Data records:
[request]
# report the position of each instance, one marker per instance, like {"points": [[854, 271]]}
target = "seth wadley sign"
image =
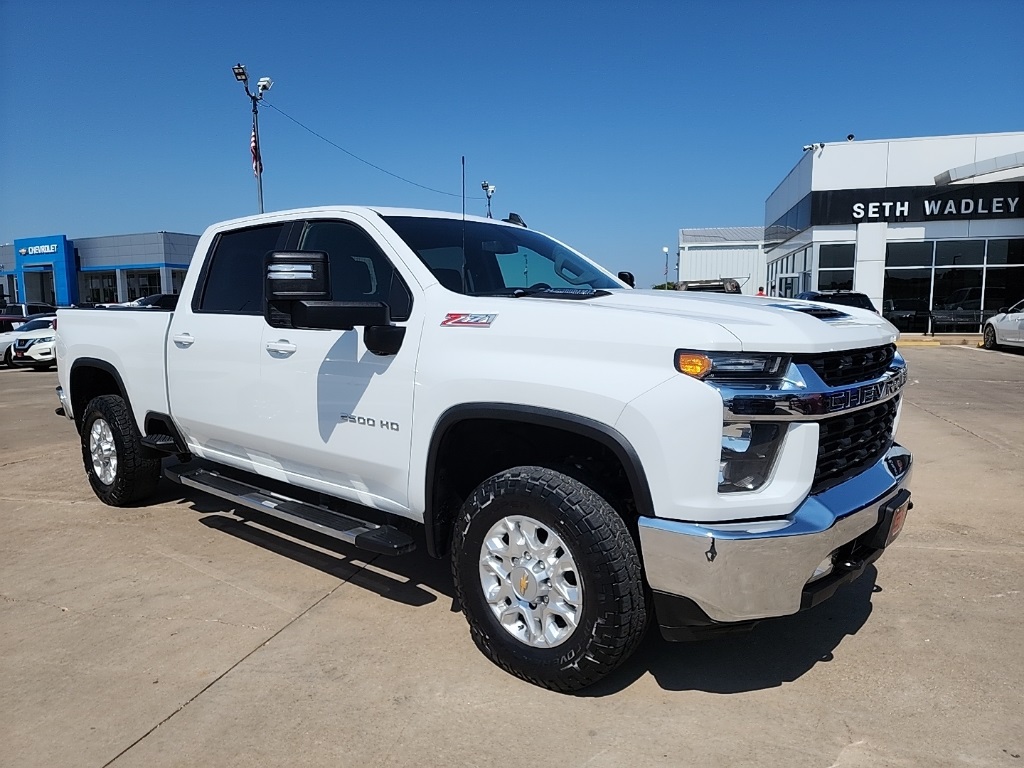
{"points": [[937, 208]]}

Work required:
Take the entries shown above and quote them verbatim, passing over the pictures.

Solution for this exercise:
[request]
# report the position of each instance, one marker per instance, like {"points": [[854, 271]]}
target = "seth wadley sign"
image =
{"points": [[937, 208]]}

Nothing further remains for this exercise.